## start SELECTION
QNX Neutrino RTOS: Kernel Benchmark Methodology

QNX Software Systems

Introduction This document describes the outline and methodology of the QNX® Neutrino® kernel benchmarks suite, the results of which are available on a per-platform basis in the “QNX Neutrino Realtime OS: Kernel Benchmark Results” documents. It is recommended that this methodology overview be read in conjunction with those results to provide context as to what each individual test is measuring, the rationale behind each group of tests, and their relevance to real-world application performance. The following sections include an overview of the principles and operations involved in each test group, and details on any specific considerations and implementations.

3

QNX Neutrino RTOS: Kernel Benchmark Methodology

QNX Software Systems

Benchmark Methodology The methodology for this benchmark series contains some assumptions regarding overhead. The average cost of a single instance of an operation is calculated from the total elapsed time required to perform a large number of iterations of each such operation. The number of iterations required to obtain a representative value is scaled to the clock speed of the host processor, typically in the order of millions. Averaging the benchmark in this fashion removes the need for a fine-granularity time-stamp and reduces variance. (For example, a single iteration may be skewed by an external or clock interrupt.) The overhead of the empty loop itself is either insignificant or can be measured and eliminated. The average cost is considered a more appropriate measure than the worst-case time, as that metric can be adversely affected by such random factors as unrelated system activity and interrupt latencies, which are dependent on particular hardware peripherals and installed drivers. Elements that may legitimately affect the average performance of an operation, such as alternate kernel code paths or thread rescheduling and context switching, are accounted for with variants of each benchmark test designed to explicitly and consistently evoke those situations.

Kernel Entry The QNX Neutrino realtime operating system architecture comprises a microkernel, the process manager, and extended services provided by user-level managers. The microkernel provides such core facilities as message passing, thread scheduling, timers, synchronization objects, and signals, whereas the process manager builds on the kernel facilities to provide additional process-level semantics, memory management, and pathname management. Optional extended services available include the file system, TCP/IP network protocols, and message queues. The kernel is entered through a trap or software interrupt from a wrapper routine in the C library corresponding to each kernel primitive. Parameters and results are passed directly in registers or on the stack, and the kernel executes largely in the context of the calling thread, making it a very efficient interface. The process manager executes as a set of schedulable threads in its own process context, and parameters and results are exchanged using message passing. Extended facilities provided by external servers, which include named semaphores and message queues, require both message passing and two full context switches, which is why they incur the most overhead. As a result, the relative performance of the various primitive operations profiled below is dependent on which layer implements that facility. This factor should also be considered when interpreting some external UNIX-derived benchmarks, which, for example, may use the getppid() call to illustrate the “system call overhead.” Under QNX Neutrino this is an overly pessimistic measurement, as this particular routine is implemented by the process manager rather than by the microkernel. Since this is a lowbandwidth call by applications, it is not necessary to optimize this by implementing it within the kernel; rather the bias is towards keeping the microkernel small.

4

QNX Neutrino RTOS: Kernel Benchmark Methodology

QNX Software Systems

Kernel call This test measures the overhead from a kernel call by timing the simplest possible facility provided by the microkernel; this is the ClockId() call, which returns a per-thread clock identifier for use in subsequent ClockTime() calls.
## end SELECTION
## start SUPPLIED ENTRIES
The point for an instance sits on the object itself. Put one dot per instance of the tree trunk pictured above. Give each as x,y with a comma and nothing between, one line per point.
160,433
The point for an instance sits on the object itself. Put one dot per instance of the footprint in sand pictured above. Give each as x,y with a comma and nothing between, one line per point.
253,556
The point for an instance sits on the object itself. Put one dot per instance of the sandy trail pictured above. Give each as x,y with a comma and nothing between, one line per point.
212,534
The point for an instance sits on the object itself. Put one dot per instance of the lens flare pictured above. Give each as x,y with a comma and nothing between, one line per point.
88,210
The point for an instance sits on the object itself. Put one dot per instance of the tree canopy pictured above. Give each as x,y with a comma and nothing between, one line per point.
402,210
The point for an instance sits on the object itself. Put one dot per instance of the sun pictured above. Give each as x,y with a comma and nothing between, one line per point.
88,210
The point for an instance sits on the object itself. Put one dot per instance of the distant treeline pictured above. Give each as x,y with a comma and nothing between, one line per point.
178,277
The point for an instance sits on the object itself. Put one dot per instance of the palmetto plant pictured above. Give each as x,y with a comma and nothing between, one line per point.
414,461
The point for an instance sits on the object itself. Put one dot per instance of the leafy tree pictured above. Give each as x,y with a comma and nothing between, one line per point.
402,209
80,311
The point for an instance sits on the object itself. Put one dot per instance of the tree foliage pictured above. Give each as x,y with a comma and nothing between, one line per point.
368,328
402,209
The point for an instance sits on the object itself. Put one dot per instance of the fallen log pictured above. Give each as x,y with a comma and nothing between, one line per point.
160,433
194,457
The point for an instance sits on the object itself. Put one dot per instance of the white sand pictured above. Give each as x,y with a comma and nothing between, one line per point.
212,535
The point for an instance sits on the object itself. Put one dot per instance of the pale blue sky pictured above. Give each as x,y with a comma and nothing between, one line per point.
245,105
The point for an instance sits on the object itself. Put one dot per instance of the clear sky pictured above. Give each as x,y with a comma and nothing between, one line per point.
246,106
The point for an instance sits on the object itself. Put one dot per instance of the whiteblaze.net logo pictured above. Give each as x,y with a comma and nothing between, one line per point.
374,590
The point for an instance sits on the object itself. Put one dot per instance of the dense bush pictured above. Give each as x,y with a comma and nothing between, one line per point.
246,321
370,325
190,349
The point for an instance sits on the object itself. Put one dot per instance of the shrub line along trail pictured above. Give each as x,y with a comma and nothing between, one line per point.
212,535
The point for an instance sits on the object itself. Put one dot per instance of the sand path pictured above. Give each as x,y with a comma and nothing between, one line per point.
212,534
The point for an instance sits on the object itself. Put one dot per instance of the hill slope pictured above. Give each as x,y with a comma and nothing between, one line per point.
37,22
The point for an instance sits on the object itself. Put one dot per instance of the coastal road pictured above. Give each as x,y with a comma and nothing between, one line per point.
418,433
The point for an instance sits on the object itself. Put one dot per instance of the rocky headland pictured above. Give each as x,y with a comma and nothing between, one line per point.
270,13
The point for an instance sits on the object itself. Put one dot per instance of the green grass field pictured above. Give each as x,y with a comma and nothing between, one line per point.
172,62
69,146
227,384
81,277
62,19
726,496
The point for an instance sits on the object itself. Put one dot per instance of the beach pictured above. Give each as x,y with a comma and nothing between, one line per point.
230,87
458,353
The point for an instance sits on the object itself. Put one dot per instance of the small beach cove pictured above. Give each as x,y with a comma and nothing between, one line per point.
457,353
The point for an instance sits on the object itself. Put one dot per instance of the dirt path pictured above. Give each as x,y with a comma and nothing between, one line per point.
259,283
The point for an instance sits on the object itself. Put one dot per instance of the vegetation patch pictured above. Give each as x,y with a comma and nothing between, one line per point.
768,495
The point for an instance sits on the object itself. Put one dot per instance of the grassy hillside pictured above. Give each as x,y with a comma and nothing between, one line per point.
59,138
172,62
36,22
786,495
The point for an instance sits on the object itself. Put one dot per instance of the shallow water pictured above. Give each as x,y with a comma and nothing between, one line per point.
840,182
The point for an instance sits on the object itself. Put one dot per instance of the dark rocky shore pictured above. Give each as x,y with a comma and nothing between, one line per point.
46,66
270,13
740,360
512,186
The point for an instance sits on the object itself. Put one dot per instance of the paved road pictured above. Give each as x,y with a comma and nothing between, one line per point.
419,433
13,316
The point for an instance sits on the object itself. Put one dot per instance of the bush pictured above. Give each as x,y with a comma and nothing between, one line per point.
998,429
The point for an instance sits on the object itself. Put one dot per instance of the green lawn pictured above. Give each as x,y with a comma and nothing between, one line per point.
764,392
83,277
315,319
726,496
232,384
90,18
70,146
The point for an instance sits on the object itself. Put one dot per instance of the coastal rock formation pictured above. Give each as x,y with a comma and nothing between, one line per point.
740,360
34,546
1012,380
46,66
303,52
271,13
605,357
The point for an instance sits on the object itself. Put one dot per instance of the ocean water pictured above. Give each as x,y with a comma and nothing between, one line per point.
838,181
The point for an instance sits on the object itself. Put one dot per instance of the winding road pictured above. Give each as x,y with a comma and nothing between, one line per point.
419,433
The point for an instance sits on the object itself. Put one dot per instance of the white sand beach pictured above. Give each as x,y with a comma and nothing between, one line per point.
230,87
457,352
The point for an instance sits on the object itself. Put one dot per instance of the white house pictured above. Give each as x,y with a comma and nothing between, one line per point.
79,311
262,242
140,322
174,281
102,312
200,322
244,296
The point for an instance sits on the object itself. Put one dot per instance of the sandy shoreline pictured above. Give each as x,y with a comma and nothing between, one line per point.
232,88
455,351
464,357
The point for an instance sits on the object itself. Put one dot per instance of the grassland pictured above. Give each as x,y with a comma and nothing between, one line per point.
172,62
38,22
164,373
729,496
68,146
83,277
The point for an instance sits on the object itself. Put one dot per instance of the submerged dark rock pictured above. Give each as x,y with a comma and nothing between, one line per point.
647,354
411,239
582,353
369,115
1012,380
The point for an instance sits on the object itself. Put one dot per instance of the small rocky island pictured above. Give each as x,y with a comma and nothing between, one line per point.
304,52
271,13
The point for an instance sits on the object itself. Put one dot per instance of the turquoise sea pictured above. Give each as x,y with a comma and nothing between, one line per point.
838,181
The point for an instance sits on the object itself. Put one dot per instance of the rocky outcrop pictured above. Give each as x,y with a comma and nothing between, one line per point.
## end SUPPLIED ENTRIES
WRITTEN EXERCISE 1:
Answer these from the QNX kernel benchmark methodology:
(a) Why does the methodology prefer average cost over worst-case time?
(b) Which microkernel call does the kernel call test time?
(c) Under QNX Neutrino, why is getppid() an overly pessimistic measure of system call overhead?
WRITTEN EXERCISE 2: Please carry on the QNX kernel benchmark methodology, picking up right after its final sentence.

TASK OUTPUT 1:
(a) Worst-case time can be adversely affected by random factors such as unrelated system activity and interrupt latencies, which depend on particular hardware peripherals and installed drivers.
(b) ClockId(), which returns a per-thread clock identifier for use in subsequent ClockTime() calls.
(c) The routine is implemented by the process manager rather than by the microkernel.

TASK OUTPUT 2:
Benchmark Loop

ClockId(0, 0);

Process manager call This test measures the overhead of making a process manager call by timing the simplest possible facility provided by the process manager; an example of this is the getppid() routine, which returns the parent of the calling process. Unlike the getpid() process identifier, which is invariant and therefore cacheable in thread local storage (TLS), the parent process is potentially changeable (consider a process whose parent terminates), meaning the process manager is required to implement this call.

Benchmark Loop

getppid();

Context Switching Context switch operations are frequent in a realtime microkernel operating system. In such an environment, hardware interrupts, signals, message passing, and the manipulation of synchronization objects can trigger thread rescheduling, and non-core functionality is performed outside of the kernel by the process manager or external server processes. An efficient context switching implementation is essential to overall system performance. Yield (self) This test measures the overhead of a high-priority thread yielding the processor using the POSIX sched_yield() call. If threads of the same priority are ready to run, the calling thread is placed at the end of the ready queue for that priority, and a context switch occurs. In this case, as there are no other eligible threads, the running thread continues without a context switch.

Initialization

param.sched_priority = sched_get_priority_max(SCHED_FIFO); sched_setscheduler(0, SCHED_FIFO, ¶m); Benchmark Loop

sched_yield();

Yield (inter-thread, inter-process) These tests measure the overhead of an inter-thread (or inter-process) context switch. The effect of the sched_yield() calls on two threads, which are created at the same high priority, is to alternate their use

5

QNX Neutrino RTOS: Kernel Benchmark Methodology

QNX Software Systems

of the processor and perform context switches between them. In a multiprocessor (SMP) environment, the “CPU affinity” of each thread is set to bind them to the same processor, ensuring that this test measures only the cost of context switching, without any inter-processor synchronization overhead. A full process context switch is typically more expensive than a thread context switch, as the kernel virtual memory subsystem has more overhead in switching the address space. (For example, a TLB flush is required on MMU architectures with untagged TLBs, such as the x86.)

Thread/Process 1 Benchmark Loop

Thread/Process 2 Benchmark Loop

sched_yield();

sched_yield();

Message Passing Message-passing facilities are core primitives provided by the microkernel. Every QNX Neutrino application, including file systems, TCP/IP networking, and device drivers, is implemented as a team of cooperating threads and processes using the send/receive/reply messaging interface. Inter-process communication (IPC) occurs at specified transitions within the system, rather than asynchronously. The synchronous message-passing model facilitates robust client-server design, whereby application systems can be designed as a number of modular server processes handling client requests.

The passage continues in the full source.